• [Text provided]:
-- BEGIN --
This thread continues the discussion in the "Future of Leo" thread.

> I wrote Leo for my own uses, primarily to aid the design, construction 
and understanding of complex computer programs such as Leo itself.

Leo was a direct result of the following problem: "how can I better 
understand literate programs?"  The key insight was "webs are outlines in 
disguise.  Everything since then has been a riff on outline-based 
programming.

Imo, @clean completes Leo in this regard.  Leo now can interface gracefully 
with teammates who may not even be aware that we are using Leo.

So I am looking for a new problem to solve, one that is more interesting to 
me personally.  Making Leo easier to install, use or understand are all 
worthy goals, but they are not the kind of problem I live for, and they are 
not the kind of problems that have fully engaged me about Leo for the past 
20+ years.

Here is problem I am presently considering.  Leo deals with *static* 
(outline) structure.  But complex algorithms (like mypy's type-inference 
algorithm) can not be fully understood by reading the static code, even in 
outline form.  Something more is required, something that is not static.

One possibility is to use unit tests to build up some kind of 
representation of the problem.  I have largely ignored unit tests as a 
"unit" of understanding.  Is there some way to tease out understanding from 
each unit test?  What kind of tools would help?
-- END --
• [Exercise]: Reproduce, word for word, the part of the Leo post that opens with the words containing "This thread continues" and closes with "are using Leo.".

• [Data provided]:
-- BEGIN --
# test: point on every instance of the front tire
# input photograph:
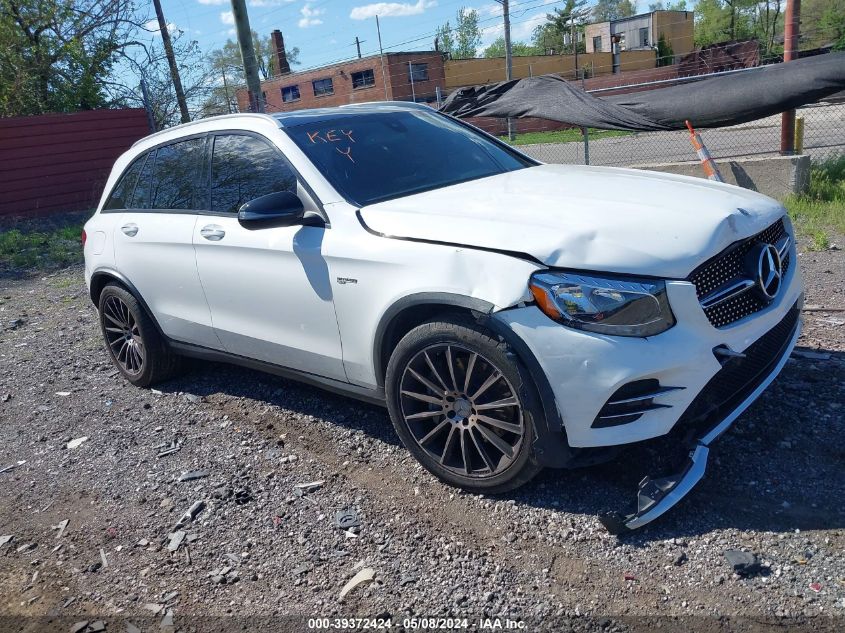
-- END --
• [Final answer]:
This thread continues the discussion in the "Future of Leo" thread.

> I wrote Leo for my own uses, primarily to aid the design, construction 
and understanding of complex computer programs such as Leo itself.

Leo was a direct result of the following problem: "how can I better 
understand literate programs?"  The key insight was "webs are outlines in 
disguise.  Everything since then has been a riff on outline-based 
programming.

Imo, @clean completes Leo in this regard.  Leo now can interface gracefully 
with teammates who may not even be aware that we are using Leo.